Part of a data file:

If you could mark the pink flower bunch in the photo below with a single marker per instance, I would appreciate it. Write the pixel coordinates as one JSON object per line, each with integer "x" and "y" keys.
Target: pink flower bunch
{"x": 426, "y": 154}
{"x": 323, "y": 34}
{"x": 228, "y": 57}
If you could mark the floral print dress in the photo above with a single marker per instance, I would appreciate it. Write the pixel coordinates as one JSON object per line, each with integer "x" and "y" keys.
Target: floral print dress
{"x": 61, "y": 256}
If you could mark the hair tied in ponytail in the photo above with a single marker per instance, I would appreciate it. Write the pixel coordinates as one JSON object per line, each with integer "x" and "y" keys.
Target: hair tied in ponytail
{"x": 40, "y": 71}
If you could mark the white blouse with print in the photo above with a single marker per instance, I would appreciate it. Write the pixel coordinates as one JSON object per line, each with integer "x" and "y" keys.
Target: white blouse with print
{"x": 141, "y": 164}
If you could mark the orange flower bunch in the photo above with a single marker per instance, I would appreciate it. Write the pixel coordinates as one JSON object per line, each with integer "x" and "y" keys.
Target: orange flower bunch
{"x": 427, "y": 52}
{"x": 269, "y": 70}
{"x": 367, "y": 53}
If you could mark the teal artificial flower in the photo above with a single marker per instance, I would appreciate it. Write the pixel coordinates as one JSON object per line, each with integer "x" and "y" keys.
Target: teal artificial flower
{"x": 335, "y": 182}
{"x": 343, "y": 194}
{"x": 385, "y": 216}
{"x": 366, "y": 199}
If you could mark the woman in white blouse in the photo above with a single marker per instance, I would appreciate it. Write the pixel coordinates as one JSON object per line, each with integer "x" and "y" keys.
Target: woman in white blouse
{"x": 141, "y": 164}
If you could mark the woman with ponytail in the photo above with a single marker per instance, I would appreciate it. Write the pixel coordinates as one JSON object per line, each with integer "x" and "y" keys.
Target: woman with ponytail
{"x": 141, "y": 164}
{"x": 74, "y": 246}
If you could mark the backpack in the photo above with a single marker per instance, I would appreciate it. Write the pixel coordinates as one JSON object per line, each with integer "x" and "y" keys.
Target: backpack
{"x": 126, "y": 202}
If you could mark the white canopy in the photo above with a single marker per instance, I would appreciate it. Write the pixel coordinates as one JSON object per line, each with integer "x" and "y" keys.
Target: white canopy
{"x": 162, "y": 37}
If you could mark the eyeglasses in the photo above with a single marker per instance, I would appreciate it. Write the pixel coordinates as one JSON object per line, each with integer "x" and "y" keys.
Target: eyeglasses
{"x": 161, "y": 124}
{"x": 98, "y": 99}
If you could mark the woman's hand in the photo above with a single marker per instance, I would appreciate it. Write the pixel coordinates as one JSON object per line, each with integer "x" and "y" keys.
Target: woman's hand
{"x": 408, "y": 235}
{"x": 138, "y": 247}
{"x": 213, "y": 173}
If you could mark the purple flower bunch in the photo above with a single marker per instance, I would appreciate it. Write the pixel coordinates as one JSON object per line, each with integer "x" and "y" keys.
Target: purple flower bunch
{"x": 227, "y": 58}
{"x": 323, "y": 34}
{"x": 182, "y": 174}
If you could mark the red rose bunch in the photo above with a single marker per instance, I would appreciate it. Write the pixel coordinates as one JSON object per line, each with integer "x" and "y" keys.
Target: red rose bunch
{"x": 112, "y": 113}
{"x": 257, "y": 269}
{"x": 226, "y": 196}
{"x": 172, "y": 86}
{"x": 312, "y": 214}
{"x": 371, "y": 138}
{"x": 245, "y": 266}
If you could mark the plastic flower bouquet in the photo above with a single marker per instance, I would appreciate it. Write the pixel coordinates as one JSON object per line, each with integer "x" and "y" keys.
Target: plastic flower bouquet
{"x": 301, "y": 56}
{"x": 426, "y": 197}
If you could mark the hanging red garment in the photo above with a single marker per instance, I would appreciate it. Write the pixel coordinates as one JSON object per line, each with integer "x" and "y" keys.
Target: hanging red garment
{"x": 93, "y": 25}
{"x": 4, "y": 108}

TASK TO CARRY OUT:
In the entries above, take the line containing "If you could mark the plastic" and each later line through the last, and repeat them exactly. Output nothing else.

TASK OUTPUT:
If you could mark the plastic flower bouquet in the photo above with a single marker per instance, I would appreciate it. Write the pixel coordinates as one JSON object per line, each with integer "x" and "y" keys.
Target: plastic flower bouquet
{"x": 301, "y": 56}
{"x": 426, "y": 197}
If you could mark the hanging red garment in the photo above with a single marker per instance, I would appreciate it. Write the pixel coordinates as one JSON object per line, each with integer "x" and "y" keys.
Target: hanging red garment
{"x": 93, "y": 25}
{"x": 4, "y": 108}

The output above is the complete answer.